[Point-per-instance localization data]
+ + + +

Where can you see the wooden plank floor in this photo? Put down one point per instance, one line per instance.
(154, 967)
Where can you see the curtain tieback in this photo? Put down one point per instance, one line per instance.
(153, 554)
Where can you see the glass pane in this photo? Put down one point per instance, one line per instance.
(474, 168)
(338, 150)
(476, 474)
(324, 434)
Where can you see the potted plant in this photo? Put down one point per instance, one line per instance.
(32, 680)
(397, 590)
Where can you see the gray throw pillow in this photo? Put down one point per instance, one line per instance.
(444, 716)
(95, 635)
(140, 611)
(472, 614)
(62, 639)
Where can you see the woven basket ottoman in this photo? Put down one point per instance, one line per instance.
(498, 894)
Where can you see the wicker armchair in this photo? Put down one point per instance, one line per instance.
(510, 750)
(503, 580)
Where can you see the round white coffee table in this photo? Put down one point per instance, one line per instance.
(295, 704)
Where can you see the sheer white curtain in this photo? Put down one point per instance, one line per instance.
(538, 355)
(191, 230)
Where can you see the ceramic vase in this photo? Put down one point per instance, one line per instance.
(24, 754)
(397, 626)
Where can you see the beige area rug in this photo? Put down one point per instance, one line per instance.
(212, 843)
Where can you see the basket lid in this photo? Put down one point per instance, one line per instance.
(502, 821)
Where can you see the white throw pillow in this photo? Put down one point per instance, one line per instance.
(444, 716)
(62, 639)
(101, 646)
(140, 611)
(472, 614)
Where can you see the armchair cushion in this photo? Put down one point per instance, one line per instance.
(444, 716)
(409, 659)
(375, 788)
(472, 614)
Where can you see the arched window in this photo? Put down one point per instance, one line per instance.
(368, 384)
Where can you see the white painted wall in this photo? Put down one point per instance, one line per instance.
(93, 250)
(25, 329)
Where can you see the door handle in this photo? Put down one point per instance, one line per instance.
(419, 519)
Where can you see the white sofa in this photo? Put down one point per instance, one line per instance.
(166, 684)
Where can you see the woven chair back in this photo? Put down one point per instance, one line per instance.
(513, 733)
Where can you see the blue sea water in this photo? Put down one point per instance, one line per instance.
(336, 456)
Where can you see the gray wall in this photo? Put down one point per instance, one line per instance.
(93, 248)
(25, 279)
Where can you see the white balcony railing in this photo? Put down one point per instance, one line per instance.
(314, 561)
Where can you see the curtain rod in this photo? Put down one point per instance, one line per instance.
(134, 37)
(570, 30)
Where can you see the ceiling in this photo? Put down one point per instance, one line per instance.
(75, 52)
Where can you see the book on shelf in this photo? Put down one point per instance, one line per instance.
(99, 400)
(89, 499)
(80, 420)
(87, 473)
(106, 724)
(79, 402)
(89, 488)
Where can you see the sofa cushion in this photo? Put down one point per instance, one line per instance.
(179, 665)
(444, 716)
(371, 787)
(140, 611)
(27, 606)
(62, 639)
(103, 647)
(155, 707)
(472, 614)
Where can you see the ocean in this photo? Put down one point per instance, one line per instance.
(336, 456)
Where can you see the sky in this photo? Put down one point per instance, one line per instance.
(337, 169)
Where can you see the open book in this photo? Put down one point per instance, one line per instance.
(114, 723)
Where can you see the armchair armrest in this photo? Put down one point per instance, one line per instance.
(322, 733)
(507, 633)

+ + + +

WHAT TO PRODUCE >> Character for character, reproduce all of the lines above.

EXERCISE SOLUTION >>
Where can you see the wooden plank floor in this photo? Put down one point per instance, one line per instance.
(154, 967)
Where can you see the curtain tieback in this photo? Put down one point per instance, one line per instance.
(153, 554)
Where can you see the glass pane in this photo? Put down one point per instance, one line per instance.
(474, 168)
(338, 150)
(476, 474)
(324, 434)
Where can you see the potted plant in this photo? Put down one point per instance, one line per instance.
(32, 680)
(397, 590)
Where can you see the gray throw pillow in this photo? Put down one point per instance, one line per instance.
(444, 716)
(95, 635)
(140, 611)
(472, 614)
(62, 639)
Where can you see the woven basket ottoman in this photo? Put down one point per instance, one line per instance.
(498, 894)
Where can you see the wicker armchair in this photo? Put down one point per instance, one line per instance.
(510, 750)
(503, 580)
Where can you see the round white coffee table in this photo? Put down one point per instance, one line per instance.
(295, 704)
Where can you see the sheer white curtain in this photo? Put down one point per instance, one line per instance.
(538, 355)
(191, 230)
Where can you see the ceramic vase in this photo? Put down one point per instance, one line per instance.
(24, 754)
(397, 626)
Where can you see the beige area rug in this photo? Put down one point per instance, one line per instance.
(212, 843)
Where can you see the basket lid in this photo? Put down one point per instance, one line per instance.
(502, 821)
Where can you see the white throw pillow in this photo? Put down one point per instance, one line per instance.
(444, 716)
(62, 639)
(101, 646)
(140, 611)
(472, 614)
Where can you see the armchair cushion in this photo? Put down one point per instance, one line per instance.
(444, 716)
(409, 659)
(375, 788)
(472, 614)
Where can you see the arched window in this photo? Put down one point per instance, one line per instance.
(368, 384)
Where can you see the white painted wall in this photo? Put down one point per instance, one line per instance.
(93, 250)
(25, 329)
Where can you see the door handle in this photo? Put down one point per instance, one line per instance.
(419, 519)
Where can you see the white sofa in this photo? Put down one point per instance, one line per instance.
(166, 684)
Where can you see the woven chair back in this photo? Put down one point per instance, one line per instance.
(513, 733)
Where can you see the blue sea water in this photo? Put down one point per instance, one line per instance.
(336, 456)
Where can you see the gray wall in this photo? Put down one point per instance, one line per instance.
(93, 248)
(25, 279)
Where can you see the white balcony railing in this photo? Put down one point per instance, one line per instance.
(314, 561)
Where can you see the curtain rod in this photo? Put down one point per instance, one line per instance.
(134, 37)
(570, 30)
Where can you see the ceiling in this photo? Put down one point per instance, one line per instance.
(75, 52)
Where can you see the book on shelf in this photo? Put down one point per instance, one line per instance.
(99, 400)
(89, 499)
(80, 420)
(87, 473)
(106, 724)
(79, 402)
(89, 488)
Where can you see the sofa cushion in this photo? Put down one point per instance, one line per instance.
(179, 665)
(444, 716)
(371, 787)
(140, 611)
(27, 606)
(62, 639)
(103, 647)
(155, 707)
(472, 614)
Where can you see the ocean in this photo? Put down one point per instance, one line per instance.
(336, 456)
Where can you see the sky in this photo? Put down one point per instance, one line per instance.
(337, 169)
Where can you see the open book in this photo? Put down one point per instance, one line per instance.
(114, 723)
Where can you see the armchair armrest in this photo? Put down one point per instance, one line per instance.
(322, 733)
(507, 633)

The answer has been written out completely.